Problem statement —
Answer these from the text about OHSU's new data center:
(a) On what date did the data center begin operating?
(b) What power usage effectiveness rating will the design give the center?
(c) What is the 2014 average PUE for all self-reporting US data centers?

Source document —
As medical care becomes increasingly linked to the use of “big data,” the ability to store, retrieve, and analyze such huge amounts of data is becoming increasingly important. Hospitals are increasingly using computer technologies to deliver effective health care, whether it is to analyze an individual’s genetic profile or to do advanced medical imaging.

Anticipating that trend, Oregon Health & Science University (OHSU), a teaching hospital and research center in Portland, Ore, has built a new data center that will provide the computing power and efficiency needed to support big-data medical care.

The new data center—formally called Data Center West but more often called the Data Dome, after its unusual geodesic dome design—began operating July 1. The $22 million data center is composed of modular pods that can easily accommodate more computer servers as needs increase. At full capacity, the data center could house thousands of servers and hundreds of petabytes of data. A petabyte is one million gigabytes.

The structure includes large air intakes toward the bottom of the building and large air vents toward the top. Within the data center, the “pods” of computer servers are arranged, like a large wagon wheel, in a hub-spoke-and-wheel design. This arrangement provides the “shortest path route” for air, fiber optic, and power distribution.

All of these design elements, says OHSU, will allow the center to predominantly use ambient air for cooling, rather than the air conditioning systems that most data centers use. The result will be a “power usage effectiveness” — or PUE — rating of 1.13. (The ideal PUE rating is 1.0, while the 2014 average for all self-reporting US data centers is 1.7.)

OHSU sees the data center as a crucial element in meeting the future need for big-data-based healthcare. “What we’re trying to do with cancer, for instance, is to understand it at many levels of resolution — to help individual patients and to search for cures,” says Joe Gray, PhD, associate director for translational research at the OHSU Knight Cancer Institute and director of the OHSU Center for Spatial Systems Biomedicine. “But the technologies we use to do that generate tremendous amounts of data. We need the capability of storing and analyzing that data in ways far beyond traditional technology. OHSU’s new data center will help us do that. I believe that projects like this are incredibly important to the future of treating and curing cancer—and other diseases.”

Excerpts from a dataset —

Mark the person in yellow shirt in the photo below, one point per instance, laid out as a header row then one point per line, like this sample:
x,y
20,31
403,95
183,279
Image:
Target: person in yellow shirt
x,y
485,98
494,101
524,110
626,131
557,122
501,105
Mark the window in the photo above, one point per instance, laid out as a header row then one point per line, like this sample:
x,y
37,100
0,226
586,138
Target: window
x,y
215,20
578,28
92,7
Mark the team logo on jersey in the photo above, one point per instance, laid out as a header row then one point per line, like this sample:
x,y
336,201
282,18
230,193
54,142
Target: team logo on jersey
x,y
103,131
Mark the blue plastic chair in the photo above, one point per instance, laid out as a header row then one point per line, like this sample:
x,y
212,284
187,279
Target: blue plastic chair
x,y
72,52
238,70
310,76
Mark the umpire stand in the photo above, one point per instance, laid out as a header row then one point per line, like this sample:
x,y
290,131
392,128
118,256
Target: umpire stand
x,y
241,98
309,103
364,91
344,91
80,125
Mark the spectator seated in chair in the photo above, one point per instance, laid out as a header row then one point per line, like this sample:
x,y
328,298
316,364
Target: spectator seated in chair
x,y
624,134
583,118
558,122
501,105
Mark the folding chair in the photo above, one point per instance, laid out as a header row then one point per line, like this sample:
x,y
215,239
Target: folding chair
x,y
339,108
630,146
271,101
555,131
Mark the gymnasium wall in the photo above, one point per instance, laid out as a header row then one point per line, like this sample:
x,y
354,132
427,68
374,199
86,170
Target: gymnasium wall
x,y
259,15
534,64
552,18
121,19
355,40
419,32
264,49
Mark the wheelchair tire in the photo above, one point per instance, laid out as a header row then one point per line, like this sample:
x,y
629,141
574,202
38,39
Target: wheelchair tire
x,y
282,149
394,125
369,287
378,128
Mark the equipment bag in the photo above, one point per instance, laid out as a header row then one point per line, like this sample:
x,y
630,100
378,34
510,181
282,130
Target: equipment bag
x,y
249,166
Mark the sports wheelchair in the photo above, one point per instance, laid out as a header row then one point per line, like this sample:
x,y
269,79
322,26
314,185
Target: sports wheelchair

Written answer —
(a) July 1
(b) 1.13
(c) 1.7